**Objective**
Answer these questions about the Btrfs RAID thread:
(a) What devices make up the poster's current Btrfs partition?
(b) How much usable data does the FAQ give for a btrfs RAID-1 on three 1 TB devices?
(c) According to the Stack Overflow quotation, what total capacity does one receive?

**Selected excerpt**
Btrfs: RAID 1 on 3+ devices

10

2

I currently have a Btrfs partition with four devices: three 3 TB drives and a 4 TB drive. Data and metadata are RAID 10, so I have 6 TB of usable space, which is almost full. I'd anticipated that RAID 5 support in Btrfs would be mature by the time my storage filled up, but apparently it's not a priority.

My question is: is there a reason to prefer RAID 10 over RAID 1? I know real RAID 1 on my current hardware should give me 3 TB of usable space with 4 copies of each block, but Btrfs apparently does not behave this way. From the Btrfs FAQ:

btrfs combines all the devices into a storage pool first, and then duplicates the chunks as file data is created. RAID-1 is defined currently as "2 copies of all the data on different devices". This differs from MD-RAID and dmraid, in that those make exactly n copies for n devices. In a btrfs RAID-1 on three 1 TB devices we get 1.5 TB of usable data. Because each block is only copied to 2 devices, writing a given block only requires exactly 2 devices to be written to; reading can be made from only one.

And from Jens Erat on Stack Overflow:

Btrfs distributes the data (and its RAID 1 copies) block-wise, thus deals very well with hard disks of different size. You will receive the sum of all hard disks, divided by two – and do not need to think on how to put them together in similar sized pairs.

If more than one disk fails, you're always in danger of losing data: RAID 1 cannot deal with losing two disks at the same time. In your example given above, if the wrong two disks die, you always lose data.

Does this mean that rebalancing from RAID 10 to RAID 1 will give me an extra 500 GB of data (6.5 TB rather than 6 TB) due to the 4 TB drive? And is there any reason for me to stick with RAID 10?

**Supplied material**

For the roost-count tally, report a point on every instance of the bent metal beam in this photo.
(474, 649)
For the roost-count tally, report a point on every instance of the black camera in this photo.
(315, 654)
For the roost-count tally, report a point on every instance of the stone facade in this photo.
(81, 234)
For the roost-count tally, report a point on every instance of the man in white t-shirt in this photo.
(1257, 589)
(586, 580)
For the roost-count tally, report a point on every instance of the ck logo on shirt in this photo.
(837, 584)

* * *

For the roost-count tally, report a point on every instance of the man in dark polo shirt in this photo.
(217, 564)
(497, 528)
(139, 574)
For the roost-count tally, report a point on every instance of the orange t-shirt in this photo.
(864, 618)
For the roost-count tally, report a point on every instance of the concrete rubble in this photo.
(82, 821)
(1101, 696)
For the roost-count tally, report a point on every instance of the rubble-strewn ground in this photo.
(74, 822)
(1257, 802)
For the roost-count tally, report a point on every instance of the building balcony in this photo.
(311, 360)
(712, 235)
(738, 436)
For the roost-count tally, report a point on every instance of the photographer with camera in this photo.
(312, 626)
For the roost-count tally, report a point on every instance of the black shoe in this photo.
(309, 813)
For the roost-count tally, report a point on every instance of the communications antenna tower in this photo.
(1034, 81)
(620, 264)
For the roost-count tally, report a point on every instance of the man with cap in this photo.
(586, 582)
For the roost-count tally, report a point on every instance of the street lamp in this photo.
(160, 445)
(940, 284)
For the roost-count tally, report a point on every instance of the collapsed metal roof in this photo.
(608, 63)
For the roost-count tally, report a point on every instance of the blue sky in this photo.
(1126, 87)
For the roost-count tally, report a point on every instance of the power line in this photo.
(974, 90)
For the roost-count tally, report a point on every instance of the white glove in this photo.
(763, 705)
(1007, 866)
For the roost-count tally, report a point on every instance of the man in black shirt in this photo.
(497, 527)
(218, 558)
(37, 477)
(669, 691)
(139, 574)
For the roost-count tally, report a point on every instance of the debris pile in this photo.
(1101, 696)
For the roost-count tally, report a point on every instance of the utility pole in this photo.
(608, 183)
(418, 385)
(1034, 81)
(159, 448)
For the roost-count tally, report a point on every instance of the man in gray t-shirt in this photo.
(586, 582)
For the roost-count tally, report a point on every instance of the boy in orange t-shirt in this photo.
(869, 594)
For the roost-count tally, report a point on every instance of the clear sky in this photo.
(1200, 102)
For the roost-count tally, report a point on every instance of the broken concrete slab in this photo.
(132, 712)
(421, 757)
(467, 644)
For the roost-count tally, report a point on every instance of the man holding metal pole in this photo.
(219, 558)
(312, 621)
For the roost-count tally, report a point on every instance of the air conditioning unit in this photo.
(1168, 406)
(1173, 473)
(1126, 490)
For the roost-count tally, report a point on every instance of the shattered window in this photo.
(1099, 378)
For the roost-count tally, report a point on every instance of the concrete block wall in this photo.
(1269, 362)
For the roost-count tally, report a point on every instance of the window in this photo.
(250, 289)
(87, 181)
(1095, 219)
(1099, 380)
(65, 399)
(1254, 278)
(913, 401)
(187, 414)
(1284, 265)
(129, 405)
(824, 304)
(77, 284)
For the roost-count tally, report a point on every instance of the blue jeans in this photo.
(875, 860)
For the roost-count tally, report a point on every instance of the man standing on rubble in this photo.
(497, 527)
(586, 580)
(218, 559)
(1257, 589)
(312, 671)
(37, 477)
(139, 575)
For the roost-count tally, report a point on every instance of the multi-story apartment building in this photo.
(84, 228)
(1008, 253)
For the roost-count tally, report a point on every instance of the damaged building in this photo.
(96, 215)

**Answer below**
(a) Four devices: three 3 TB drives and one 4 TB drive.
(b) 1.5 TB.
(c) The sum of all hard disks, divided by two.